#### Selected text:
━━━━

Reputation: 256
i am trying to get into data analytics using Spark with Scala. My question is how do i get the triangles in a graph? And i mean not the Triangle Count that comes with graphx, but the actual nodes that consist the triangle.
Suppose we have a graph file, i was able to calculate the triangles in scala, but the same technique does not apply in spark since i have to use RDD operations.
The data i give to the function is a complex List consisting of the src and the List of the destinations of that source; ex. Adj(5, List(1,2,3)), Adj(4, List(9,8,7)), ...
My scala version is this :
(Paths: List[Adj])
Paths.flatMap(i=> Paths.map(j => Paths.map(k => {
if(i.src != j.src && i.src!= k.src && j.src!=k.src){
if(i.dst.contains(j.src) && j.dst.contains(k.src) && k.dst.contains(i.src)){
println(i.src,j.src,k.src) //3 nodes that make a triangle
}
else{
()
}
}
})))
And the output would be something like:
(1,2,3) (4,5,6) (2,5,6)
In conclusion i want the same output but in spark environment execution. In addition i am looking for a more efficient way to hold the information about Adjacencies like key mapping and then reducing by key or something. As the spark environment needs a quite different way to approach each problem (big data operations) i would be gratefull if you could explain the way of thinking and give me a small briefing about the functions you used.
Thank you.
Upvotes: 1
Views: 257

━━━━

#### Source material:
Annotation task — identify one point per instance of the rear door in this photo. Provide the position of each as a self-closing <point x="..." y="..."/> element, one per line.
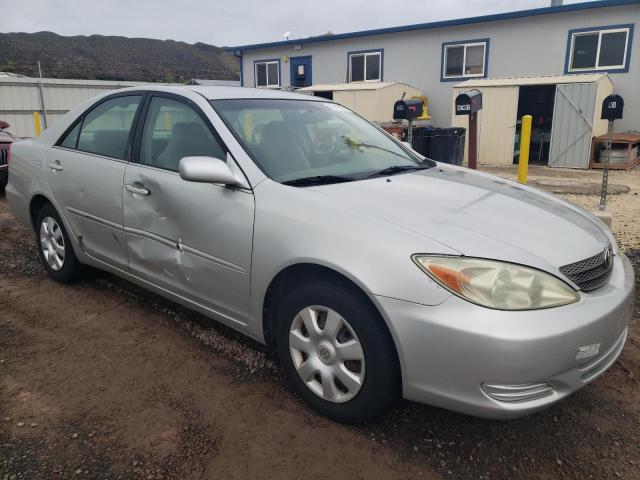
<point x="85" y="169"/>
<point x="192" y="239"/>
<point x="572" y="125"/>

━━━━

#### Work to be completed:
Rewrite the Spark triangles question from "The data i give" to "(Paths: List[Adj])", changing "Paths" to "AdjList" everywhere.

#### Result of the exercise:
The data i give to the function is a complex List consisting of the src and the List of the destinations of that source; ex. Adj(5, List(1,2,3)), Adj(4, List(9,8,7)), ...
My scala version is this :
(AdjList: List[Adj])